# What the exercise asks
Among the records below, which lines contain the string "every"? Report them.
___ Provided records ___
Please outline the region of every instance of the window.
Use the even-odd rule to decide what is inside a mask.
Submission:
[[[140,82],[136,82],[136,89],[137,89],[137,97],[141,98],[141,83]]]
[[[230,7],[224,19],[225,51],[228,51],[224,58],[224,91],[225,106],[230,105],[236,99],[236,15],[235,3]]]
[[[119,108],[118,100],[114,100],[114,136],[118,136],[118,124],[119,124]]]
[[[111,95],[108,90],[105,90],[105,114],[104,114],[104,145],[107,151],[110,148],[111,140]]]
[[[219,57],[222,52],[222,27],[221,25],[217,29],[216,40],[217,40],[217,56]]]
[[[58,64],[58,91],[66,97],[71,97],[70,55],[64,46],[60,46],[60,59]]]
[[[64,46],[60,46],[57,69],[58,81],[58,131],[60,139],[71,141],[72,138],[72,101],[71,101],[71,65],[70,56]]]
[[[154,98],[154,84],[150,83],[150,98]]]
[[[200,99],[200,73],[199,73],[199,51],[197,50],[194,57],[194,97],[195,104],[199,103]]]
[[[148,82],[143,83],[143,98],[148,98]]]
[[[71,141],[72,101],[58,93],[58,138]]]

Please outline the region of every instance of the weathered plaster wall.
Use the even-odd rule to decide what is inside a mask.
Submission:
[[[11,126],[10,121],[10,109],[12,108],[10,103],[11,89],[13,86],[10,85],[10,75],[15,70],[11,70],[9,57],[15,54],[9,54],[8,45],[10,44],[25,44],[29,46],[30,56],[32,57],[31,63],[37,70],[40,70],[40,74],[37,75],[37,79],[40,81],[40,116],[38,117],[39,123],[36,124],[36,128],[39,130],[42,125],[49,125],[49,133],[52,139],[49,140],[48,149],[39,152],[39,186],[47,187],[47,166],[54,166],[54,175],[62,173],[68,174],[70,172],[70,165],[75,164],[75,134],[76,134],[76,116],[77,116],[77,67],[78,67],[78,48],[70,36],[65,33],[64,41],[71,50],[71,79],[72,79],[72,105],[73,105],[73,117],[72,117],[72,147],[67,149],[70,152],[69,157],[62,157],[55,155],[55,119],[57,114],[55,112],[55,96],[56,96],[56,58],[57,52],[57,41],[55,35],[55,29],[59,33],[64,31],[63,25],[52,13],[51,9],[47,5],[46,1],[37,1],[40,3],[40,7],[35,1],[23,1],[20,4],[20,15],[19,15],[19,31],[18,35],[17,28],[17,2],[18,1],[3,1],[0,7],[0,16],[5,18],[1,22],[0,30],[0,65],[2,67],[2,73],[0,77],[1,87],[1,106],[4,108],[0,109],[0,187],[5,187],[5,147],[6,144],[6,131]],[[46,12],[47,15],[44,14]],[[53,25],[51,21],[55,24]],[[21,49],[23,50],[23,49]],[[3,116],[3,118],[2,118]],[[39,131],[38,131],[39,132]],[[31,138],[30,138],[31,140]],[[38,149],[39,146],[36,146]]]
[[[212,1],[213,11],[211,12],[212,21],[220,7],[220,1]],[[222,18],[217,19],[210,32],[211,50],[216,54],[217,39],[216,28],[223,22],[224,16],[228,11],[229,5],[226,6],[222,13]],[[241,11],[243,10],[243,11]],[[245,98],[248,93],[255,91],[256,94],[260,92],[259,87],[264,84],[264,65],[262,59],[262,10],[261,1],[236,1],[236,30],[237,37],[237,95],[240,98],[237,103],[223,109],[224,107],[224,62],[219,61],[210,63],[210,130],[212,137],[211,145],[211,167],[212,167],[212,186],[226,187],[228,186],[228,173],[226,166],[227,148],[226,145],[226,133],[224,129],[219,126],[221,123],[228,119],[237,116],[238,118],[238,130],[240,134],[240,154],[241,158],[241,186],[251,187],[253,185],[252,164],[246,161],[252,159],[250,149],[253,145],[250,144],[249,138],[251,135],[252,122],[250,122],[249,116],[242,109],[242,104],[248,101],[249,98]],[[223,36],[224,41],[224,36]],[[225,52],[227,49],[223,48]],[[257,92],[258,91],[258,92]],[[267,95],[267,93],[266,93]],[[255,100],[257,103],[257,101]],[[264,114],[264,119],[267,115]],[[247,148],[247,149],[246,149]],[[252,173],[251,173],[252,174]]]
___
# Task solution
Please outline the region of every instance of the window.
Please outline the region of every instance of the weathered plaster wall.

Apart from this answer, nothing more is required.